Wednesday, September 16, 2015

Data Governance : Data quality measures

Data Quality (DQ) is a niche area required for the integrity of the data management by covering gaps of data issues. This is one of the key functions that aid data governance by monitoring data to find exceptions undiscovered by current data management operations. Data Quality checks may be defined at attribute level to have full control on its remediation steps.

We can have following nine measures/matrices to know quality of any data source.
These measures can be applied irrespective of any tool and technology as these measures are applicable as basic required principles and measures to ensure data quality.

Accuracy -
The degree to which data is consistent with authoritative sources of the truth (e.g. Customer ID must conform to an authorized government-issued document or database). Metric/results will be % of Accuracy, Failure Count.

Completeness -
The degree to which data is required to be populated with a value (e.g., A Customer ID is required for all customers but not prospects). Metric/results will be % of Failure, Failure Count

Comprehensiveness -
The degree to which all expected records are contained in a data store. Metric/results will be % of Comprehensiveness Ratio (records found vs. records expected)

### Supplied data:
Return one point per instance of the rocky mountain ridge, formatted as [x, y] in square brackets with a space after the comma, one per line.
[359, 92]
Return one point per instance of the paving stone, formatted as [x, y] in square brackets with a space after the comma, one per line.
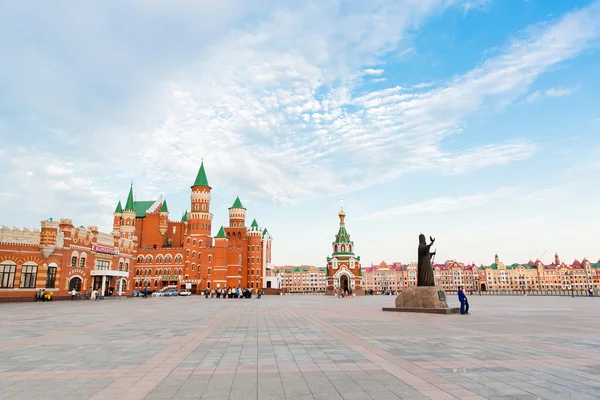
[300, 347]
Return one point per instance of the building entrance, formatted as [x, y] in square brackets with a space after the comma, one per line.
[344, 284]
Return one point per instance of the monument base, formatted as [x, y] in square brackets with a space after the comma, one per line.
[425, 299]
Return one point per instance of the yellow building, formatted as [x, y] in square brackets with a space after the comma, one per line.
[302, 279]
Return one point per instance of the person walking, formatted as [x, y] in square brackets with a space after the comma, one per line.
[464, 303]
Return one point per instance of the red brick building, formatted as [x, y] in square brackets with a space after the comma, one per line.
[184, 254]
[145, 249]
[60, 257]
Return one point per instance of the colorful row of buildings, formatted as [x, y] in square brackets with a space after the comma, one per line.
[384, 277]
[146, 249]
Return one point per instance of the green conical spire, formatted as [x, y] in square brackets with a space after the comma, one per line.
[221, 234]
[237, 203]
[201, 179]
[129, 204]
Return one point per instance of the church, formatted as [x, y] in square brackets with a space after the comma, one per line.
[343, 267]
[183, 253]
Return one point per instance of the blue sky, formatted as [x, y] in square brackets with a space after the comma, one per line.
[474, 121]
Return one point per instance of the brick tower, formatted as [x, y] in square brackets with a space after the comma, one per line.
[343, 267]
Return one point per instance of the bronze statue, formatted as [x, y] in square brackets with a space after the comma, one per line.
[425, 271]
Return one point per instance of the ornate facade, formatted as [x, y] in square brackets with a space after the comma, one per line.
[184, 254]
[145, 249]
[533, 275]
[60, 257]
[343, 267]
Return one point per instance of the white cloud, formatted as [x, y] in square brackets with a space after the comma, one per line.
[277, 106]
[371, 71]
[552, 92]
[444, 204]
--
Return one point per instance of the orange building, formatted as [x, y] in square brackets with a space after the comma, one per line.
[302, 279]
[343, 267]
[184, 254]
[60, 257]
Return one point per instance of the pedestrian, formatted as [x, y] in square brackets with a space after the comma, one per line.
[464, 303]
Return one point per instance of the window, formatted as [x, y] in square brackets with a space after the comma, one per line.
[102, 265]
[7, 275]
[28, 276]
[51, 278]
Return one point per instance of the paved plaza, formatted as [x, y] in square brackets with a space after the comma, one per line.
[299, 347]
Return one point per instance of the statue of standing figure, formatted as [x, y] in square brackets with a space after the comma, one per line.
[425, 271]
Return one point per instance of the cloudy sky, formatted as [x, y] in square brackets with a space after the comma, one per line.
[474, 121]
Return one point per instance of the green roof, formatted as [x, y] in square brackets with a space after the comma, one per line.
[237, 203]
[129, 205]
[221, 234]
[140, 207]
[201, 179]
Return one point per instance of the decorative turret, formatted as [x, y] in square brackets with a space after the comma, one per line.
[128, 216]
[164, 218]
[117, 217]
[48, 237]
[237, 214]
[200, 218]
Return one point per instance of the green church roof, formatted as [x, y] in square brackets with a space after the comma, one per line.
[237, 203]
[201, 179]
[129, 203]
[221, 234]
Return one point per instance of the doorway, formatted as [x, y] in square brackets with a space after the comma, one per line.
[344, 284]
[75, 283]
---
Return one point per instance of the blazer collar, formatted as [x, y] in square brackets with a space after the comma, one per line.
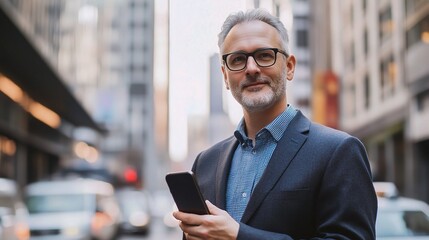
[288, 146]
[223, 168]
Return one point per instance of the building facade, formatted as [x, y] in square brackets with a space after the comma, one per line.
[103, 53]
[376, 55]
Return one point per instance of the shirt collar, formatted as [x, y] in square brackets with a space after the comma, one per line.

### Requirements:
- 1) Write out the data quality passage in full, word for word.
- 2) Please turn the records from the line with "Return one point per instance of the building facade, formatted" up to and including the line with "Return one point per instance of the shirt" into a numbered list, skipping any blank lines.
The data quality passage and the records are unrelated to each other.

### Full answers:
- 1)
Wednesday, September 16, 2015

Data Governance : Data quality measures

Data Quality (DQ) is a niche area required for the integrity of the data management by covering gaps of data issues. This is one of the key functions that aid data governance by monitoring data to find exceptions undiscovered by current data management operations. Data Quality checks may be defined at attribute level to have full control on its remediation steps.

We can have following nine measures/matrices to know quality of any data source.
These measures can be applied irrespective of any tool and technology as these measures are applicable as basic required principles and measures to ensure data quality.

Accuracy -
The degree to which data is consistent with authoritative sources of the truth (e.g. Customer ID must conform to an authorized government-issued document or database). Metric/results will be % of Accuracy, Failure Count.

Completeness -
The degree to which data is required to be populated with a value (e.g., A Customer ID is required for all customers but not prospects). Metric/results will be % of Failure, Failure Count

Comprehensiveness -
The degree to which all expected records are contained in a data store. Metric/results will be % of Comprehensiveness Ratio (records found vs. records expected)

- 2)
1. Return one point per instance of the building facade, formatted as [x, y] in square brackets with a space after the comma, one per line.
2. [103, 53]
3. [376, 55]
4. Return one point per instance of the shirt collar, formatted as [x, y] in square brackets with a space after the comma, one per line.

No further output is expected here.